ACTIVITY - From the records below, copy each line that has the word "jeep" in it.

MATERIAL PROVIDED -
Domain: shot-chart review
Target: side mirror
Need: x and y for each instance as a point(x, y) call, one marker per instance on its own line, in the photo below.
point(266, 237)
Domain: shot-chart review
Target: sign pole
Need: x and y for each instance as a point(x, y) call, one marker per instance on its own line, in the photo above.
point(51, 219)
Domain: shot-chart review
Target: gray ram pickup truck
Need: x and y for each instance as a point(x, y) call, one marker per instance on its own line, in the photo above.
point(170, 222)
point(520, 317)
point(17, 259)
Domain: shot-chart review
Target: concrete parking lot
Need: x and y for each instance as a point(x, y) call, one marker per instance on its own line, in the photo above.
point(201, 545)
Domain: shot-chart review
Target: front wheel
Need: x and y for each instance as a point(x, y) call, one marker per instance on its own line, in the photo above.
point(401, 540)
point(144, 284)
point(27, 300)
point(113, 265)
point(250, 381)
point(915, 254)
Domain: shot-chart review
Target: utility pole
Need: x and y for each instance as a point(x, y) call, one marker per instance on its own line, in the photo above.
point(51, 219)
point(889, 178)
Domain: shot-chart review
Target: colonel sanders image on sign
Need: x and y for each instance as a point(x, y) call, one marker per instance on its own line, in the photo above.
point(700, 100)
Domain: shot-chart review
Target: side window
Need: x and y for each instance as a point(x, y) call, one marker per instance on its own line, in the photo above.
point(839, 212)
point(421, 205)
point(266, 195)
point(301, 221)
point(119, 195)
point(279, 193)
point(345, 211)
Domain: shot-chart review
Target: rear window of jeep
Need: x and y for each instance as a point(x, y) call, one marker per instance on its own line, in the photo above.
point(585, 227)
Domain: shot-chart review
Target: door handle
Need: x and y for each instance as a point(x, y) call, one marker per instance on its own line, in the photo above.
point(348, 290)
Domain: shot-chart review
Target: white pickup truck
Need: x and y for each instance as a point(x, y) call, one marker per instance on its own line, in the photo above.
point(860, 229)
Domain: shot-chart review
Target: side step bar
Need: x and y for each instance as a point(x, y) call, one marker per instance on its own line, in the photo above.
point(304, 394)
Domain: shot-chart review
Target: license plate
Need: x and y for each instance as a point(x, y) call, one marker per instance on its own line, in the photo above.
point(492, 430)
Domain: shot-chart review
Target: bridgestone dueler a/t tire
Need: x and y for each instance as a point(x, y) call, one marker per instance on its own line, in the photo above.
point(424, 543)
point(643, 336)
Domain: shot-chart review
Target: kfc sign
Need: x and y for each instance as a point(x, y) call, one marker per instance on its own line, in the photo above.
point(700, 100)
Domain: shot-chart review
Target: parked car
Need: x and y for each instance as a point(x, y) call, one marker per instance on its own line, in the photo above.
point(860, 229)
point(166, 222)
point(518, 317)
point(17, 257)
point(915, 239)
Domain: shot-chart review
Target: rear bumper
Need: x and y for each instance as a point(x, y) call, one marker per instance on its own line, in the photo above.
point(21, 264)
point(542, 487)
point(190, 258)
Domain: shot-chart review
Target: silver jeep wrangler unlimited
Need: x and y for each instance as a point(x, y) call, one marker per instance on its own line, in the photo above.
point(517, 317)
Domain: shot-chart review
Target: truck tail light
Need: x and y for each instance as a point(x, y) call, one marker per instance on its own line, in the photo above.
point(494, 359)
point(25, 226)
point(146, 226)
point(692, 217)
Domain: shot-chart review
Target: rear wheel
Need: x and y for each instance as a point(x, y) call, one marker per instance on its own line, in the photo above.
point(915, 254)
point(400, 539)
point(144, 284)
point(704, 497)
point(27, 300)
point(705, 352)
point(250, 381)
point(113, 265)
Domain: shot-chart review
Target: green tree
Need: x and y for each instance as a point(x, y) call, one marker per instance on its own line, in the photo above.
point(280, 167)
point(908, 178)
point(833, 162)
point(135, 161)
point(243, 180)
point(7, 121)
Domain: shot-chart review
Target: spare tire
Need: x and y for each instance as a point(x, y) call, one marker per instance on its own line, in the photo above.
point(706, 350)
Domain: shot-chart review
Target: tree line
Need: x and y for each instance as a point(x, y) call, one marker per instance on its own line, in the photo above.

WRITTEN ANSWER -
Target: rear window of jeep
Target: silver jeep wrangler unlimited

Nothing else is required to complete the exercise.